- _EXERCISE INSTRUCTIONS_
Reproduce the records below verbatim, omitting the pictures from your answer.

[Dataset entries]
__________________________________________________
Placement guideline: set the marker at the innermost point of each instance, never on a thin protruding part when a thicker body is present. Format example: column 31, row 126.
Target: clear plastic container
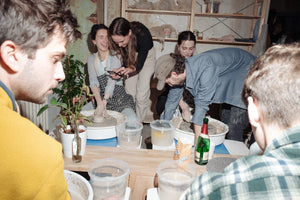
column 162, row 132
column 174, row 177
column 129, row 136
column 109, row 178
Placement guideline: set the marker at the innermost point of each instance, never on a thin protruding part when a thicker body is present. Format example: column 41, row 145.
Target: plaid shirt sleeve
column 274, row 175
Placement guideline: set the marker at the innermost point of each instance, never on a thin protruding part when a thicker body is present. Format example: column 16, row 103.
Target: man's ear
column 174, row 74
column 253, row 112
column 10, row 55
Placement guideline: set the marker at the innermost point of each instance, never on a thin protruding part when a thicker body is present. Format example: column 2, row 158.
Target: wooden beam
column 100, row 11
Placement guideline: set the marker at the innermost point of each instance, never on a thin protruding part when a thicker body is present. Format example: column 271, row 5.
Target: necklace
column 105, row 55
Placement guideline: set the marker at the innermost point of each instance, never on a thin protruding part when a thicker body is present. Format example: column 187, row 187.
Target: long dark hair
column 121, row 26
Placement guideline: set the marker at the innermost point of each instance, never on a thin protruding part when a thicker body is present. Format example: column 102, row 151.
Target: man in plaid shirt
column 272, row 94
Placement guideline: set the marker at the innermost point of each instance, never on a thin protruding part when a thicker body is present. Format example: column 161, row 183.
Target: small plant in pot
__________________________________________________
- _CORRECT RESPONSE_
Placement guideline: set the marker at the innermost point of each instance, never on a thin protruding part when a thicker body is present. Format example: column 31, row 126.
Target: clear plastic container
column 162, row 132
column 174, row 177
column 129, row 136
column 109, row 178
Placement guideline: set the marker at the innermost point of each instance, never on a thin protruding part when a thicker body is present. Format example: column 41, row 145.
Target: plaid shirt sleeve
column 274, row 175
Placement guideline: set the marker at the innermost point of each instance, never on a thin protruding part when a thicker body is present. Format example: column 16, row 103.
Target: man's ear
column 174, row 74
column 253, row 112
column 10, row 55
Placement guideline: set the marker at the innermost point of each instance, never on a thin protruding part when a thicker body is present. Format example: column 2, row 158.
Target: wooden beam
column 100, row 11
Placement guideline: set the marker at the innermost point of each instance, never on a thin protruding part when a thicker body is present. Format example: column 271, row 5.
Target: necklace
column 105, row 55
Placement guideline: set the marker at the innermost point of each instance, never on a thin protruding part when a thicker body is present. Format example: column 187, row 187.
Target: long dark hair
column 121, row 26
Placement guideline: set the marker at the innermost point of each instance, never on a thin protruding part when a thicker body is present. Format example: column 102, row 151.
Target: man in plaid shirt
column 272, row 94
Placement guideline: set the marker at the innermost point of each instance, never on a thin protruding part when a thicker body is present. Format example: column 161, row 183.
Target: small plant in pot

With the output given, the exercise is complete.